Sono solo alcuni esempi dei conflitti presenti all’interno del paese e che coinvolsero i partiti e in primo luogo la DC al proprio interno.
Galloni compie un balzo repentino di tre lustri per fissare nel ’78 l’apice della marcia trionfale del paese, giunto a superare l’Inghilterra, ad equiparare la Francia e impensierire la Germania, ma anche il punto di svolta in cui cominciarono a manifestarsi apertamente le forze “euroestremiste” favorevoli alla cessione repentina di sovranità monetaria, alla stretta monetaria, all’interruzione del finanziamento del debito con l’emissione di valuta nazionale, alla separazione della Banca d’Italia dal Ministero del Tesoro; forze impersonate da personaggi come Ciampi, Andreatta, De Mita, Monti e da tutti gli epigoni attualmente ai vertici dei gangli istituzionali.
Galloni ha perfettamente ragione nello stigmatizzare le conseguenze nefaste del progressivo prevalere di quegli indirizzi: esposizione all’estero del debito pubblico, impennata dei tassi di interessi, crollo degli investimenti pubblici sia nelle infrastrutture che nelle attività produttive gestite dalle Partecipazioni Statali, trasferimento delle risorse finanziarie aziendali dagli investimenti produttivi a quelli speculativi e monetari, realizzo rapido dei profitti senza programmazione di media e lunga durata, precarizzazione dell’economia e del mercato del lavoro; come pure nel negare una diretta e automatica correlazione tra politiche monetarie e inflazione.
Non riesce, però, a spiegare le ragioni del successo non solo di quell’attacco, ma, in termini più corretti, del prevalere progressivo e inesorabile di quelle forze nel paese e della loro progressiva saldatura con la sinistra sino alla fagocitazione avvenuta negli anni ’90.
UNA REALTA’ MOLTO PIU’ CONTRADDITTORIA
Il motivo di tale assenza sta proprio nell’infatuazione subita grazie alla valutazione macroeconomica eccessivamente ottimistica di quel miracolo economico e in particolare del ruolo delle Partecipazioni Statali.

========

(ATTIVITÀ RICHIESTE)
A. Secondo la pagina su Galloni, in quale anno si colloca l’apice della marcia trionfale del paese?
B. Prosegui la pagina su Galloni a partire dalla frase successiva all’ultima riportata.

(DATI FORNITI)

========

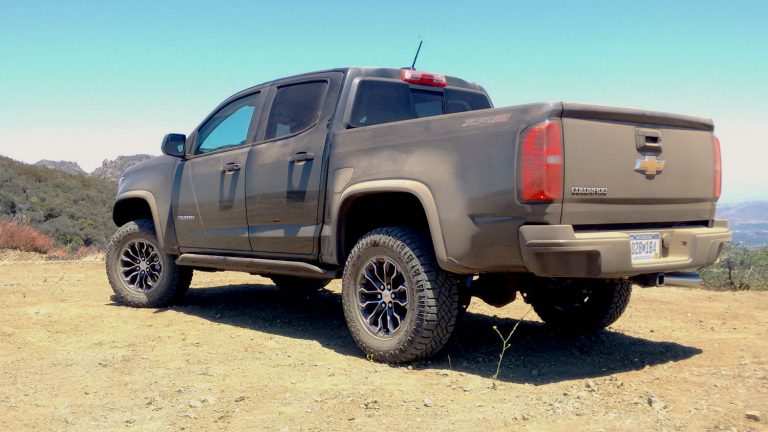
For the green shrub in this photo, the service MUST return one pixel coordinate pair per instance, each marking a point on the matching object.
(74, 210)
(740, 268)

========

(SOLUZIONI)
A. Nel ’78.

B.
Il settore industriale e dei servizi privato, compresa la piccola industria, oltre a rari settori di punta presentava una pletora di realtà produttive scarsamente organizzate e complementari rispetto ai centri economici in grado di resistere e crescere solo in fasi economiche espansive e solo se coadiuvate da continue svalutazioni; il settore dell’industria pubblica, pur con alcune attività strategiche importanti, mantenne sin dal dopoguerra e accentuò notevolmente già dalla fine degli anni ’60 il carattere parassitario, assistenziale e, nel migliore dei casi, del tutto complementare ai settori strategici operanti in tutt’altri lidi nel mondo. Basterebbe ricordare il dissennato tentativo di costruzione del quinto centro siderurgico di Gioia Tauro e addirittura di un sesto centro quando già era nell’aria il ridimensionamento dei centri già in attività; come pure l’espansione abnorme della petrolchimica di base a scapito della chimica fine; per non parlare della deriva incredibile dell’EFIM, presieduta da Sette, uomo di fiducia di Aldo Moro, la quale pure aveva nel proprio portafogli originario aziende come la Breda e l’Agusta.
Le Partecipazioni Statali divennero, quindi, sempre più il luogo di compensazione del conflitto sociale, di mediazione dei conflitti tra centri di potere, di armistizio o tregua armata tra le forze politiche in modo da garantire un qualche sviluppo e una industrializzazione estensiva nel paese che però non intaccasse i livelli sostanziali di subordinazione del paese; parallelamente, l’incremento massiccio della spesa pubblica e ancor più del debito, legato sia alla spesa corrente che al pagamento di interessi sempre più alti, fu lo strumento che permise di assorbire lo scontro, il varo delle tre grandi riforme sociali (sanità, estensione del diritto scolastico e pensioni) senza incrementare proporzionalmente la tassazione in tutti i settori della società con il risultato di consentire lo sviluppo diffuso della piccola industria, di mantenere in forme diverse e meno localizzate il dualismo esasperato che affliggeva il paese sino agli anni ’50 e di gonfiare settori improduttivi, quando non parassitari ed assistenziali. Lo stesso apparato amministrativo statale conobbe una duplicazione e una sovrapposizione di competenze che ha portato ad una moltiplicazione paralizzante di centri di potere e gestione. Tra gli scotti pagati da quelle scelte, ci fu l’inflazione; un flagello che i proseliti del sovranismo monetario fine a se stesso tendono volentieri oggi a dimenticare.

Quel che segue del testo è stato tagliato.